◆ Extract provided ◆
------------------------------------------------------------------------

Here are the patient education articles that are relevant to this topic. We encourage you to print or e-mail these topics to your patients. (You can also locate patient education articles on a variety of subjects by searching on "patient info" and the keyword(s) of interest.)
●Basics topics (see "Patient education: Low blood sugar in people without diabetes (The Basics)")
SUMMARY AND RECOMMENDATIONS
●Who should be evaluated?
•Only those patients in whom Whipple's triad is documented require evaluation and management of hypoglycemia. (See 'Candidates for evaluation' above.)
•In patients with symptoms of hypoglycemia, but normal plasma glucose concentrations at the same time, no further evaluation is needed.
•Although low blood glucose values measured using reflectance meters suggest the presence of hypoglycemia, these methods are not sufficiently reliable in the low range.
●Evaluation
•The first step is to review the patient's history in detail, including the nature and timing of symptoms (particularly in relationship to meals), existence of underlying illnesses or conditions, medications taken by the individual and by family members, and social history. In a patient with documented hypoglycemia, the cause may be apparent from the history and physical examination (table 2). When the cause of hypoglycemia is not evident, laboratory evaluation is needed. (See 'Clinical evaluation' above.)
•In patients who are fortuitously observed during an episode of symptoms and are found to have simultaneous hypoglycemia (fasting or postprandial), additional measurements should be performed (plasma glucose, insulin, C-peptide, proinsulin, beta-hydroxybutyrate [BHOB], and an oral hypoglycemic agent screen) (table 1). Studies at this time may obviate the need for further testing (table 4). (See 'Laboratory testing' above.) (Related Lab Interpretation Monograph(s): "Low glucose in adults".)

------------------------------------------------------------------------

◆ Information given ◆
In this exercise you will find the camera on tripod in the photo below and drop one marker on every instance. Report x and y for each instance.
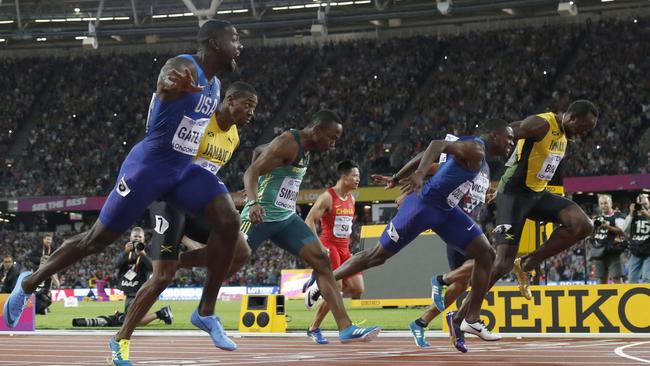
(138, 246)
(598, 221)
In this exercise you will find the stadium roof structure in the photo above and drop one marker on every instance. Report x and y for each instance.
(62, 23)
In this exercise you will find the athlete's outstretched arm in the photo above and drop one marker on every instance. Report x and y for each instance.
(258, 150)
(177, 77)
(281, 151)
(322, 205)
(409, 167)
(530, 127)
(468, 153)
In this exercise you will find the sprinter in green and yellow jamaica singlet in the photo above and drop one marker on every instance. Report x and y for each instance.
(272, 183)
(522, 194)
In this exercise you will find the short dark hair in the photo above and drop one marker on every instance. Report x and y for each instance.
(492, 125)
(581, 108)
(239, 89)
(346, 166)
(211, 29)
(325, 118)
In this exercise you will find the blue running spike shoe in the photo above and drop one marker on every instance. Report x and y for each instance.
(119, 352)
(312, 296)
(16, 302)
(212, 325)
(418, 335)
(354, 333)
(309, 282)
(437, 293)
(317, 336)
(455, 334)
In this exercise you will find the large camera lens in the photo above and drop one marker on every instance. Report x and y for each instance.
(139, 246)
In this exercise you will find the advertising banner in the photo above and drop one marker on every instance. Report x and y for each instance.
(567, 309)
(59, 204)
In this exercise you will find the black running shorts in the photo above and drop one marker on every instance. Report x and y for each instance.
(514, 208)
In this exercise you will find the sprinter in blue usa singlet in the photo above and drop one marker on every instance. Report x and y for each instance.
(160, 167)
(433, 204)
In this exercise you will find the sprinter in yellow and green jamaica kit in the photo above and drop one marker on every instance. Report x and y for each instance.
(522, 194)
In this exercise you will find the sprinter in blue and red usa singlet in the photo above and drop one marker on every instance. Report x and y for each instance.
(433, 204)
(160, 167)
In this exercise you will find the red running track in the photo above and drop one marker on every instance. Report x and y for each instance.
(92, 349)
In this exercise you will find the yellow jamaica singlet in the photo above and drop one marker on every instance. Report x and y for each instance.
(536, 161)
(217, 146)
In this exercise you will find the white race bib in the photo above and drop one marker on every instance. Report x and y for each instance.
(480, 186)
(130, 274)
(288, 193)
(343, 226)
(187, 137)
(549, 167)
(458, 193)
(208, 165)
(443, 156)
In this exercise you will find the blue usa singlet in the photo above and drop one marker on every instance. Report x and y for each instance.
(160, 166)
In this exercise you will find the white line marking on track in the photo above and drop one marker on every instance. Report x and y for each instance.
(619, 351)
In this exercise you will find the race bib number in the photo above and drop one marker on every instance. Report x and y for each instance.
(343, 226)
(288, 194)
(480, 186)
(130, 274)
(208, 165)
(443, 156)
(549, 167)
(458, 193)
(187, 137)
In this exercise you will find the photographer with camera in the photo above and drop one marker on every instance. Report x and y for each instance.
(134, 268)
(608, 241)
(638, 223)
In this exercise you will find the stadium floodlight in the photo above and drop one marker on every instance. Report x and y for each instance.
(567, 8)
(444, 6)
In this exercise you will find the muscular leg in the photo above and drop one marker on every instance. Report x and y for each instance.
(224, 221)
(315, 255)
(73, 249)
(459, 281)
(199, 257)
(575, 227)
(322, 311)
(363, 260)
(506, 254)
(353, 286)
(163, 274)
(148, 318)
(480, 250)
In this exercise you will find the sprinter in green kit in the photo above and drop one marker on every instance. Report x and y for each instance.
(272, 183)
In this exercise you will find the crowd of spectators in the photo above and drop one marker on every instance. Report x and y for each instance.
(495, 74)
(94, 113)
(369, 83)
(610, 70)
(22, 80)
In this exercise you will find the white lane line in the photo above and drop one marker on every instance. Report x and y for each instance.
(619, 351)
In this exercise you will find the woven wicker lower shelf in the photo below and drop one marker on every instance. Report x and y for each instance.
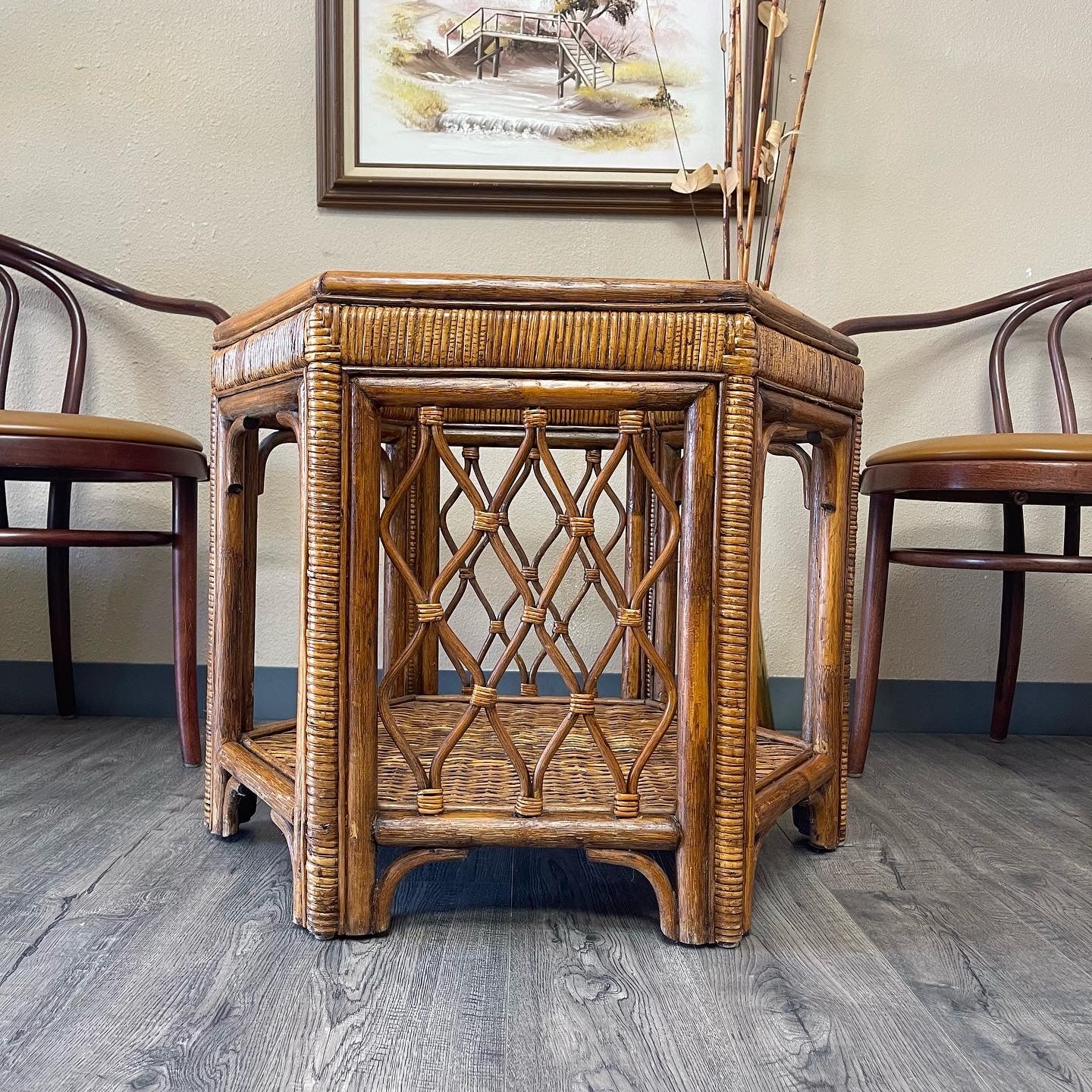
(479, 777)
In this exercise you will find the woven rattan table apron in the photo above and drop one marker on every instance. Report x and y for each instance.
(545, 452)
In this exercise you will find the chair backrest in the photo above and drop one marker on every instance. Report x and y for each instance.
(44, 268)
(1070, 293)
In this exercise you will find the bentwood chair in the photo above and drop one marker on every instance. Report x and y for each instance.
(67, 447)
(1004, 468)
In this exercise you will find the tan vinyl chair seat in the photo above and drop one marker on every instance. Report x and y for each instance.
(74, 426)
(1033, 447)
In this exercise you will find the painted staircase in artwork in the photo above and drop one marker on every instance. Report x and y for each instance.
(582, 59)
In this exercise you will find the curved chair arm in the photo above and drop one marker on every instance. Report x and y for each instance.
(928, 320)
(171, 305)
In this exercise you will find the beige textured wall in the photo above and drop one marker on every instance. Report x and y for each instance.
(171, 144)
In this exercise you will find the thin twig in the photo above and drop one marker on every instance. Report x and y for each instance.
(737, 138)
(764, 107)
(792, 146)
(678, 143)
(730, 114)
(771, 184)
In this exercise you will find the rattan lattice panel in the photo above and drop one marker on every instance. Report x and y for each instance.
(483, 779)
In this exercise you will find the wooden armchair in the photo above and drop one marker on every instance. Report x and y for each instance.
(1003, 468)
(67, 447)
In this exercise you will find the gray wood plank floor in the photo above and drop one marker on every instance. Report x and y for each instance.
(947, 946)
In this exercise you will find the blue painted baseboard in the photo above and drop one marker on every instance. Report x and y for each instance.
(902, 704)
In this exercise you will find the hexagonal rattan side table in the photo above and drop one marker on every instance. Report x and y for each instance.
(531, 516)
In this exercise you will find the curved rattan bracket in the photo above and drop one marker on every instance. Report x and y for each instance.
(396, 873)
(661, 885)
(268, 444)
(285, 827)
(786, 449)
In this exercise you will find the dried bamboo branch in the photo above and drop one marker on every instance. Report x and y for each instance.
(730, 111)
(737, 138)
(792, 146)
(764, 107)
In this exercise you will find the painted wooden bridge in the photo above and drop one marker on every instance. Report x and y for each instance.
(582, 59)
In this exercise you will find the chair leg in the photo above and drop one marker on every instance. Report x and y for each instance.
(60, 613)
(1008, 654)
(874, 602)
(185, 603)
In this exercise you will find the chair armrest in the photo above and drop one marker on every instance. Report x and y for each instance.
(928, 320)
(199, 308)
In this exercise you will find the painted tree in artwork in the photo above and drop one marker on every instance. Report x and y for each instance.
(588, 10)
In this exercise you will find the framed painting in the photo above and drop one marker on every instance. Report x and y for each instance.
(544, 105)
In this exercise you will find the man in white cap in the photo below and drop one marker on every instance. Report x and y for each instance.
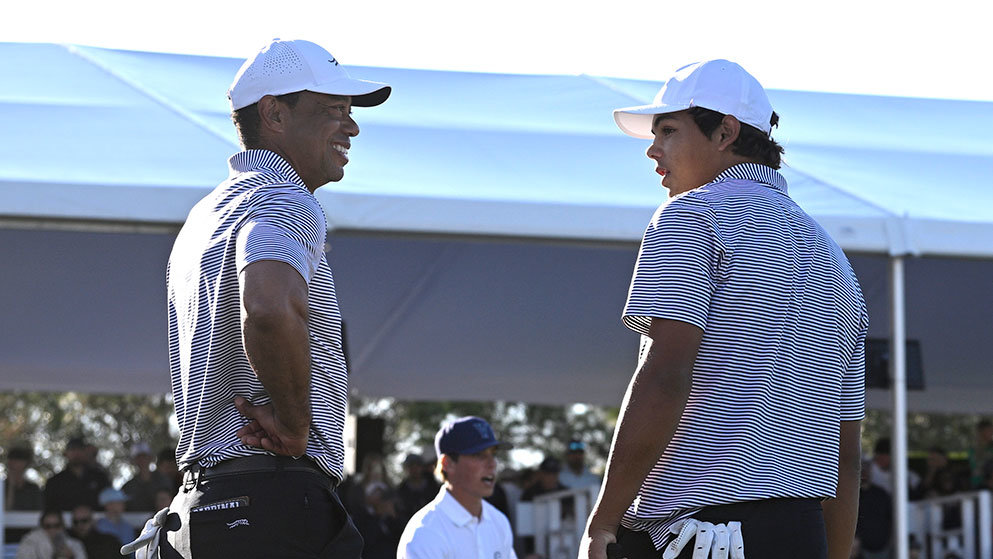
(459, 523)
(258, 372)
(739, 432)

------------------------------------------------------------------------

◆ To do ◆
Copy out the entire hypoglycemia evaluation text from above, word for word, with no changes.

◆ Worked solution ◆
Here are the patient education articles that are relevant to this topic. We encourage you to print or e-mail these topics to your patients. (You can also locate patient education articles on a variety of subjects by searching on "patient info" and the keyword(s) of interest.)
●Basics topics (see "Patient education: Low blood sugar in people without diabetes (The Basics)")
SUMMARY AND RECOMMENDATIONS
●Who should be evaluated?
•Only those patients in whom Whipple's triad is documented require evaluation and management of hypoglycemia. (See 'Candidates for evaluation' above.)
•In patients with symptoms of hypoglycemia, but normal plasma glucose concentrations at the same time, no further evaluation is needed.
•Although low blood glucose values measured using reflectance meters suggest the presence of hypoglycemia, these methods are not sufficiently reliable in the low range.
●Evaluation
•The first step is to review the patient's history in detail, including the nature and timing of symptoms (particularly in relationship to meals), existence of underlying illnesses or conditions, medications taken by the individual and by family members, and social history. In a patient with documented hypoglycemia, the cause may be apparent from the history and physical examination (table 2). When the cause of hypoglycemia is not evident, laboratory evaluation is needed. (See 'Clinical evaluation' above.)
•In patients who are fortuitously observed during an episode of symptoms and are found to have simultaneous hypoglycemia (fasting or postprandial), additional measurements should be performed (plasma glucose, insulin, C-peptide, proinsulin, beta-hydroxybutyrate [BHOB], and an oral hypoglycemic agent screen) (table 1). Studies at this time may obviate the need for further testing (table 4). (See 'Laboratory testing' above.) (Related Lab Interpretation Monograph(s): "Low glucose in adults".)